## [TEXTO FORNECIDO]
29 de Julho de 2007 - Pedro
Biondi - Enviado especial* - Pedro Biondi/Abr
- Aldeia Ipatse (Parque Indígena do
Xingu) - O presidente
da Funai, Márcio Meira (de vermelho),
entre os caciques Afukaká, do povo
Kuikuro, e Aritana, do povo Yaualapiti.
Aldeia Ipatse (Parque Indígena do Xingu)
- Para o presidente da Fundação
Nacional do Índio (Funai), Márcio
Meira, o Brasil não pode pensar no
agronegócio como a solução
para tudo. Ele avalia como possível
e necessária a implantação
de um novo modelo de desenvolvimento socioeconômico,
que leve em conta o fato de que os recursos
naturais não são infinitos.
Diz que o Brasil precisa dar esse exemplo
para o mundo, e que os índios terão
um papel importante nisso.
Meira falou à Agência
Brasil no último fim de semana, em
que houve comemoração na Aldeia
Ipatse, do povo Kuikuro. Ele defende a possibilidade
de compatibilizar grandes projetos de infra-estrutura
na Amazônia, como os que estão
previstos no Programa de Aceleração
do Crescimento (PAC), com esse novo modelo.
Agência Brasil: O
senhor esteve reunido hoje com líderes
do Xingu. Que assuntos vocês discutiram?
Márcio Meira: Foi uma reunião
geral com todos os caciques do Alto Xingu.
De cortesia. Vi todo mundo, eles me viram,
primeira conversa geral. Estou na Funai há
pouco tempo [ele assumiu o cargo em março],
foi uma conversa muito mais de apresentação.

## [TAREFA DO EXERCÍCIO A]
Cite literalmente o trecho da reportagem sobre o presidente da Funai, começando em "Agência Brasil: O" e terminando em "do Alto Xingu.".

## [LISTAGEM DE REGISTROS]
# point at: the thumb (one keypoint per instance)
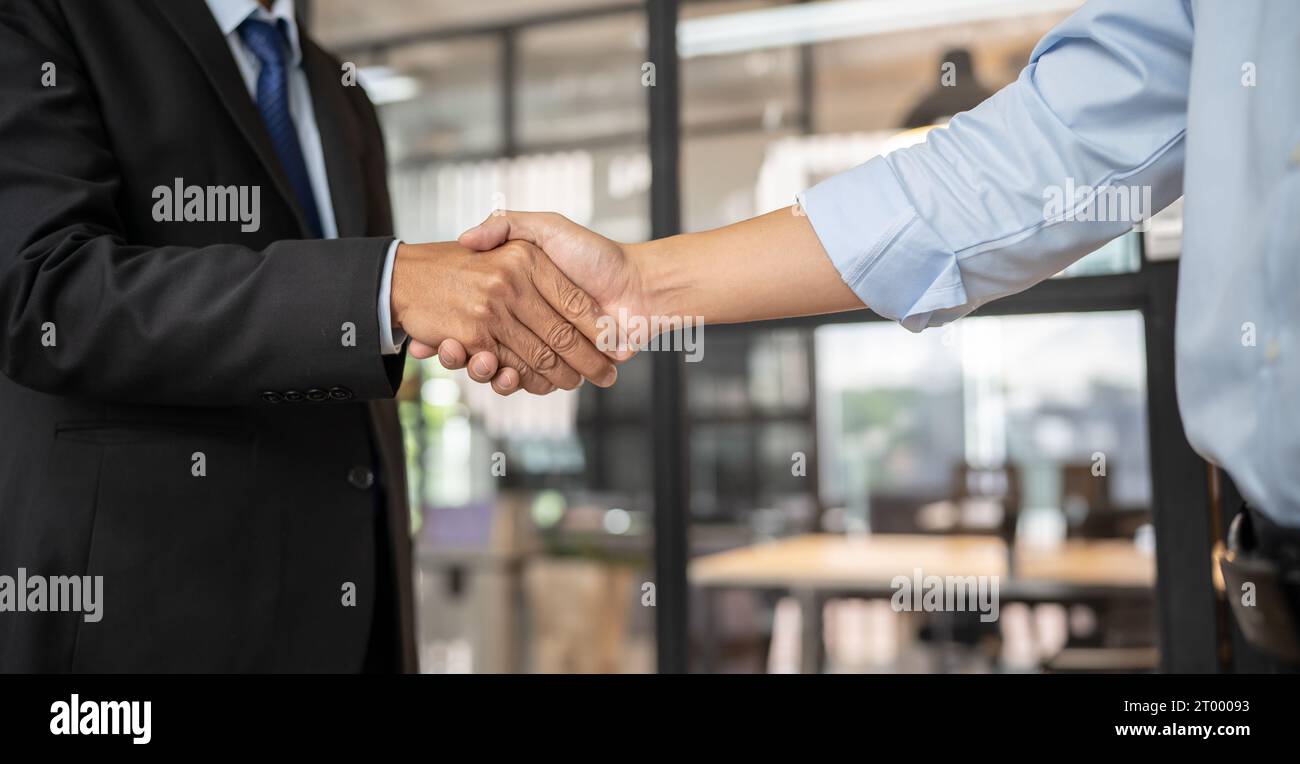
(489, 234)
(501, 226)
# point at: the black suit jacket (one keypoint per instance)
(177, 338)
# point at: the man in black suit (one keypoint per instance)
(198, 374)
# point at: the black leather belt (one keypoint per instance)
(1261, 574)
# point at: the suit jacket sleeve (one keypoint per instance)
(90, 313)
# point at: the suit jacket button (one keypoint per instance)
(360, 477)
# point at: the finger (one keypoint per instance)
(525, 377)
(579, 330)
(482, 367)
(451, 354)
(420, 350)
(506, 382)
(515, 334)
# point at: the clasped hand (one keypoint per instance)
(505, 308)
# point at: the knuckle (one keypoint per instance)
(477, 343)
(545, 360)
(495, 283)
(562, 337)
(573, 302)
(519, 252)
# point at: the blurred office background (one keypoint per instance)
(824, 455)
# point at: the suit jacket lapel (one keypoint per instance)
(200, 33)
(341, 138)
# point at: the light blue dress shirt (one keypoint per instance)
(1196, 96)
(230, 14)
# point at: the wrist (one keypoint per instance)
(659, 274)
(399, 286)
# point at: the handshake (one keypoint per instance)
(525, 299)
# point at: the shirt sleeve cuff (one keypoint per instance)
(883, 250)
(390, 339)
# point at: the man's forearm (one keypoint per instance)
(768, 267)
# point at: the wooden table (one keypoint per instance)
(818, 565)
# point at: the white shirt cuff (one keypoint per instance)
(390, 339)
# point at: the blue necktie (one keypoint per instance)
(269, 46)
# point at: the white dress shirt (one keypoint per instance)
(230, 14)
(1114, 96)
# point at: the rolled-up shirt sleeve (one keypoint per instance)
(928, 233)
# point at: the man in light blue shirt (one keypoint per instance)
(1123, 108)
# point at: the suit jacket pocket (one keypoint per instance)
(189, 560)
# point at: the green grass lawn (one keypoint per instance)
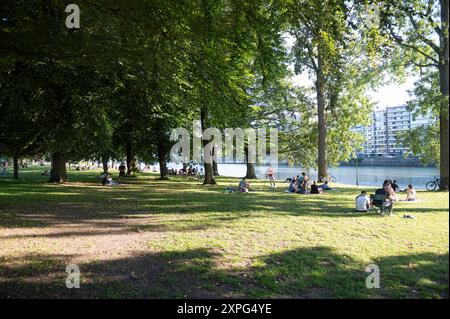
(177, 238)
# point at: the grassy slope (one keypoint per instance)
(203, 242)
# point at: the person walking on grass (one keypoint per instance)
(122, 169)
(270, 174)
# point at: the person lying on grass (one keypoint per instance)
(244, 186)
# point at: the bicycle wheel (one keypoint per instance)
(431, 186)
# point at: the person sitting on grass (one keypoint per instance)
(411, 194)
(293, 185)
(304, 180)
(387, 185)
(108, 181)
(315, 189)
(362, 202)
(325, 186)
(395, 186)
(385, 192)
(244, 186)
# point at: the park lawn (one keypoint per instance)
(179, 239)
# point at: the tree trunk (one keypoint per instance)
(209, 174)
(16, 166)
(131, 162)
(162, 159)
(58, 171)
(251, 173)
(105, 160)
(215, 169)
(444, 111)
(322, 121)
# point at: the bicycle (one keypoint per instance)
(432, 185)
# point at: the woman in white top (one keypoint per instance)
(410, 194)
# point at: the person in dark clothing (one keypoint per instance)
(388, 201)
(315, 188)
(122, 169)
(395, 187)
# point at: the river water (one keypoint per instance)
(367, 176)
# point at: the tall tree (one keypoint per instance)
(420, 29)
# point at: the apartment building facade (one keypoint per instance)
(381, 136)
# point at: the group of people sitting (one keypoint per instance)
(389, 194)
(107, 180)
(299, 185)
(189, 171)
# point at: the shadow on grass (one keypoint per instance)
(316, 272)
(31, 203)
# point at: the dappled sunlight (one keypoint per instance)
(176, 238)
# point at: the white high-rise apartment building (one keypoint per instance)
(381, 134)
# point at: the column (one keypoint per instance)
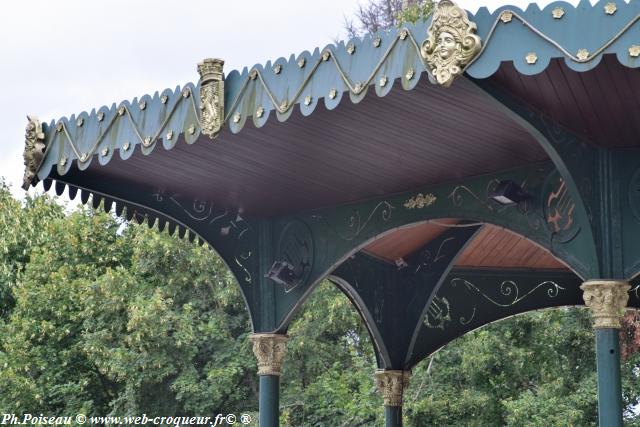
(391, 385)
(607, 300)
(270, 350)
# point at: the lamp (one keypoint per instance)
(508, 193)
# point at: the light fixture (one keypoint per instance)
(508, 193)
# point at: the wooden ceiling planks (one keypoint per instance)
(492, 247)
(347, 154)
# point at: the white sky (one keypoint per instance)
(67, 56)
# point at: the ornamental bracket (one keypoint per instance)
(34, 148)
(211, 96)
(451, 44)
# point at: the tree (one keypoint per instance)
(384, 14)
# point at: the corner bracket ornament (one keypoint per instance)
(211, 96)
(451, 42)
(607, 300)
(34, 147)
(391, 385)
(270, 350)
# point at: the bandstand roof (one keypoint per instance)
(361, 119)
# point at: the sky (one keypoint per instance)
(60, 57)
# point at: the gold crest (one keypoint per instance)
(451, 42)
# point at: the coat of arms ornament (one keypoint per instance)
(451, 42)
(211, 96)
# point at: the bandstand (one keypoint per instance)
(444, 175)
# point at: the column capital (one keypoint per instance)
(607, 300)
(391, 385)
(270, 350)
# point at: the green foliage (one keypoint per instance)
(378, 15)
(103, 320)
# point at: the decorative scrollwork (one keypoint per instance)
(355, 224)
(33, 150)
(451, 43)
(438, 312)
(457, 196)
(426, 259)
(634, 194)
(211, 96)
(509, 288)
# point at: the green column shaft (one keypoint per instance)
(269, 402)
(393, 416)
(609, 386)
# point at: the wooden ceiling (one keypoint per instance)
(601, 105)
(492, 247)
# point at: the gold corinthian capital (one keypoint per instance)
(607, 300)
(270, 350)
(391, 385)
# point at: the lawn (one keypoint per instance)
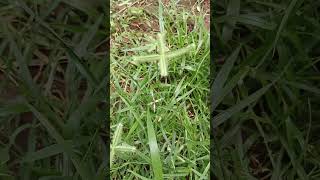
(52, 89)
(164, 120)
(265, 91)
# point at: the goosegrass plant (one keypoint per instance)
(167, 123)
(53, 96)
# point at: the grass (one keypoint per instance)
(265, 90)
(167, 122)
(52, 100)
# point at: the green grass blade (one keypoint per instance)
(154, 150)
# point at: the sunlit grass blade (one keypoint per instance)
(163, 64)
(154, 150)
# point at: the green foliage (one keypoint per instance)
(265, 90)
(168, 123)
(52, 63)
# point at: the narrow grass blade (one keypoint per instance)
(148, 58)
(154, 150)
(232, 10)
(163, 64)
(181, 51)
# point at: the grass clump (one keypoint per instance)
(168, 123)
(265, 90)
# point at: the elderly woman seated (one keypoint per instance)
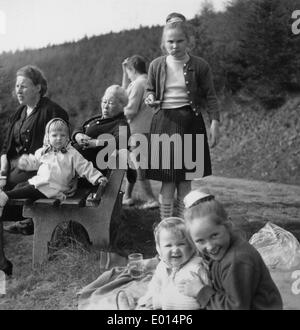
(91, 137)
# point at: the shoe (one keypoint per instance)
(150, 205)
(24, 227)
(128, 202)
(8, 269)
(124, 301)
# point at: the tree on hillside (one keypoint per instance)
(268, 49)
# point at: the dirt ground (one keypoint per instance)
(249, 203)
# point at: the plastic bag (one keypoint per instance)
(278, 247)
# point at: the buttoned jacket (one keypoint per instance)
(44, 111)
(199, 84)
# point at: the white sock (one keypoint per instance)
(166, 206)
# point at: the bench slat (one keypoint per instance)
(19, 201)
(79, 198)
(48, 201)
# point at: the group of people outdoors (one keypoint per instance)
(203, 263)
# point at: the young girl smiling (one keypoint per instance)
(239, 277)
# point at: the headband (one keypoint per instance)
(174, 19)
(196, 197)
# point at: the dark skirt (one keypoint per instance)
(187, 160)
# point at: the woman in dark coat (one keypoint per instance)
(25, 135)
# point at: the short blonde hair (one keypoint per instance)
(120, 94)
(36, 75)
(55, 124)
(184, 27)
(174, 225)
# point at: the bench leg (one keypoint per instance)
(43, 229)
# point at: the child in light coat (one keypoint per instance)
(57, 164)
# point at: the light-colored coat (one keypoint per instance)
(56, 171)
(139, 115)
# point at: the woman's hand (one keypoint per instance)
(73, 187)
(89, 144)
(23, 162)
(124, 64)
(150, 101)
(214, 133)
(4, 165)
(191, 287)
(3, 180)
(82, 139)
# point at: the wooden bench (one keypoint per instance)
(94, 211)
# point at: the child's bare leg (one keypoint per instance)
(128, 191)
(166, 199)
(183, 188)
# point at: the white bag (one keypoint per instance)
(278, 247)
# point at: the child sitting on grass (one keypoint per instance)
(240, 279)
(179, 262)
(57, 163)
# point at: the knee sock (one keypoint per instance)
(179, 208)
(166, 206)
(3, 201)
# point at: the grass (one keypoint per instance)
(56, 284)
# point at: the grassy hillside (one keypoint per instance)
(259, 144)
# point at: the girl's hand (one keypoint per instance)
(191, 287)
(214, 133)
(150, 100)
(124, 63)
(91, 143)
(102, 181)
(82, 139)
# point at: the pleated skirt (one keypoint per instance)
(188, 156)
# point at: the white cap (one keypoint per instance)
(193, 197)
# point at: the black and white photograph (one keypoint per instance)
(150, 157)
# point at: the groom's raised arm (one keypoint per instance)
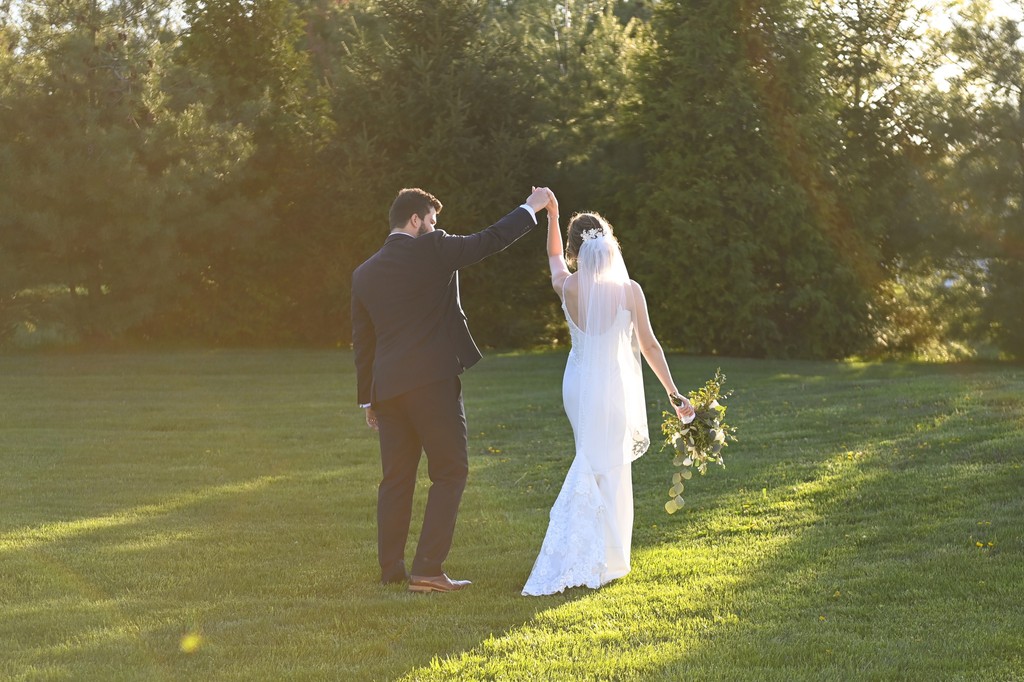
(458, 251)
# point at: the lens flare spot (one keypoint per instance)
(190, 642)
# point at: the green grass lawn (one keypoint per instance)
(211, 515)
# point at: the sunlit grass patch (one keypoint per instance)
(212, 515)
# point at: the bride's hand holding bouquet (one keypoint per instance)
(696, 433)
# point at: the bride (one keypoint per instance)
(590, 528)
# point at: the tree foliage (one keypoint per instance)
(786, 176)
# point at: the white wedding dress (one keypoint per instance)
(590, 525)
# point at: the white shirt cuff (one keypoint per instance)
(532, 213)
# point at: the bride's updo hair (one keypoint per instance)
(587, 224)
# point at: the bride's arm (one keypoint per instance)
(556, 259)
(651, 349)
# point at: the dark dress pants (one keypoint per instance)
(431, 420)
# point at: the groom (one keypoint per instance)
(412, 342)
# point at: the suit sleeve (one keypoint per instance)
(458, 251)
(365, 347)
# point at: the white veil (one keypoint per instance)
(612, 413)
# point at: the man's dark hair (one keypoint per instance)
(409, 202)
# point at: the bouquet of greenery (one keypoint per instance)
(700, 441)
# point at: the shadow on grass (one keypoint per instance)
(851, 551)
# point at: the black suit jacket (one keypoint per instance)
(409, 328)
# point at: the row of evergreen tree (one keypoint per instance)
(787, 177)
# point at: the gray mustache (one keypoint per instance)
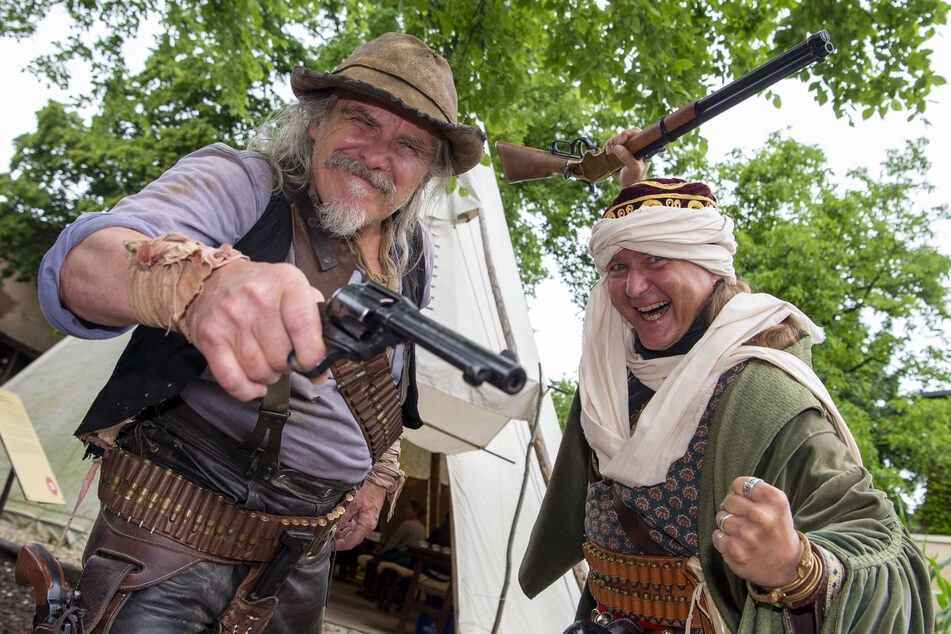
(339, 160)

## [TAREFA DO EXERCÍCIO B]
Converta em CSV de duas colunas, "pedido" e "resposta", somente os registros que começam na linha que contém "# point at: the black and" e terminam no fim dos registros. Use uma linha por pedido, cada campo entre aspas e as quebras de linha trocadas por espaços, e omita as imagens.

## [SOLUÇÃO DO EXERCÍCIO A]
Agência Brasil: O
senhor esteve reunido hoje com líderes
do Xingu. Que assuntos vocês discutiram?
Márcio Meira: Foi uma reunião
geral com todos os caciques do Alto Xingu.

## [SOLUÇÃO DO EXERCÍCIO B]
pedido,resposta
"# point at: the black and white photograph (one keypoint per instance)","(150, 157)"
"# point at: the groom's raised arm (one keypoint per instance)","(458, 251)"
"# point at: the lens flare spot (one keypoint per instance)","(190, 642)"
"# point at: the green grass lawn (one keypoint per instance)","(211, 515)"
"# point at: the sunlit grass patch (one keypoint per instance)","(212, 515)"
"# point at: the bride's hand holding bouquet (one keypoint per instance)","(696, 433)"
"# point at: the bride (one keypoint per instance)","(590, 528)"
"# point at: the tree foliage (one keypoint per instance)","(786, 176)"
"# point at: the white wedding dress (one keypoint per instance)","(590, 525)"
"# point at: the white shirt cuff (one keypoint per instance)","(532, 213)"
"# point at: the bride's updo hair (one keypoint per instance)","(587, 224)"
"# point at: the bride's arm (one keypoint per instance)","(556, 259) (651, 349)"
"# point at: the dark dress pants (one keypoint per instance)","(431, 420)"
"# point at: the groom (one keypoint per instance)","(412, 342)"
"# point at: the suit sleeve (one keypoint per instance)","(458, 251) (365, 347)"
"# point at: the white veil (one keypoint per instance)","(612, 413)"
"# point at: the man's dark hair (one keypoint per instance)","(409, 202)"
"# point at: the bouquet of greenery (one keypoint per instance)","(700, 441)"
"# point at: the shadow on grass (one keypoint per instance)","(851, 551)"
"# point at: the black suit jacket (one keypoint per instance)","(409, 328)"
"# point at: the row of evergreen tree (one keypoint per instance)","(787, 177)"
"# point at: the gray mustache (one keypoint per instance)","(339, 160)"